YANG HARUS DIKERJAKAN:
**1)** Ringkaslah teks tentang Bau Bau dan Rumoh Aceh dalam dua kalimat.
**2)** Sambung teks tentang Bau Bau dan Rumoh Aceh, dimulai setelah kalimat terakhirnya.

TEKS YANG DIBERIKAN:
──────────
Saturday, February 28, 2015

Bau Bau di Sulawesi

Kaget bukan? Ternyata kita punya daerah wisata yang pemandangan alamnya gak kalah dengan negara lain.

Map of bau bau sulawesi





Monday, February 23, 2015

RUMOH ACEH



Ini adalah rumah adat dari NAD namanya adalah RUMOH ACEH. Rumah adat ini bertipe rumah panggung dengan 3 bagian utama dan 1 bagian tambahan. Tiga bagian utama dari rumah Aceh yaitu seuramoë keuë (serambi depan), seuramoë teungoh (serambi tengah) dan seuramoë likôt (serambi belakang). Sedangkan 1 bagian tambahannya yaitu rumoh dapu (rumah dapur). Biasanya memiliki ketinggian sekitar 2,5-3 meter dari atas tanah. Untuk memasukinya harus menaiki beberapa anak tangga. Terdiri dari tiga atau lima ruangan di dalamnya, untuk ruang utama sering disebut dengan rambat.
──────────
DATA YANG DITAMPILKAN:
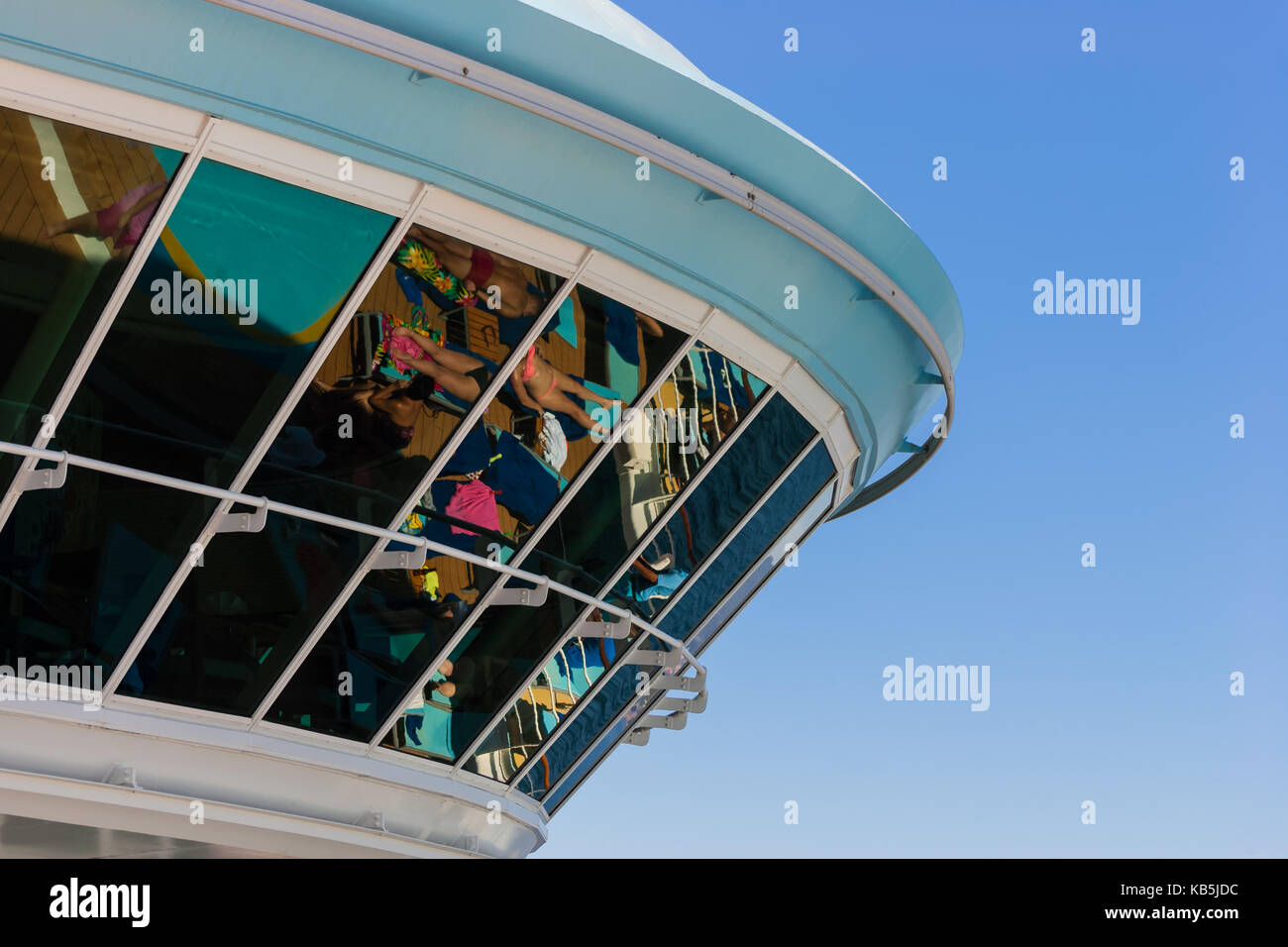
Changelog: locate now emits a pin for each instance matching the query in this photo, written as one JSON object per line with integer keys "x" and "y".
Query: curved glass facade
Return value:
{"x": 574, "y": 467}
──────────
JAWABAN TUGAS:
**1)** Bau Bau di Sulawesi disebut sebagai daerah wisata yang pemandangan alamnya tidak kalah dengan negara lain. Rumoh Aceh adalah rumah adat NAD bertipe rumah panggung setinggi sekitar 2,5–3 meter dengan tiga bagian utama, yaitu serambi depan, serambi tengah, dan serambi belakang, serta satu bagian tambahan berupa rumah dapur.

**2)**
Biasanya tinggi pintu sekitar 120 - 150 cm dan membuat siapa pun yang masuk harus sedikit merunduk. Makna dari merunduk ini menurut orang-orang tua adalah sebuah penghormatan kepada tuan rumah saat memasuki rumahnya, siapa pun dia tanpa peduli derajat dan kedudukannya. Selain itu juga, ada yang menganggap pintu rumoh Aceh sebagai hati orang Aceh. Hal ini terlihat dari bentuk fisik pintu tersebut yang memang sulit untuk memasukinya, namun begitu kita masuk akan begitu lapang dada disambut oleh tuan rumah.Saat berada di ruang depan ini atau disebut juga dengan seuramoe keu/seuramoe reungeun, akan kita dapati ruangan yang begitu luas dan lapang, tanpa ada kursi dan meja. Jadi, setiap tamu yang datang akan dipersilahkan duduk secara lesehan di atas tikar.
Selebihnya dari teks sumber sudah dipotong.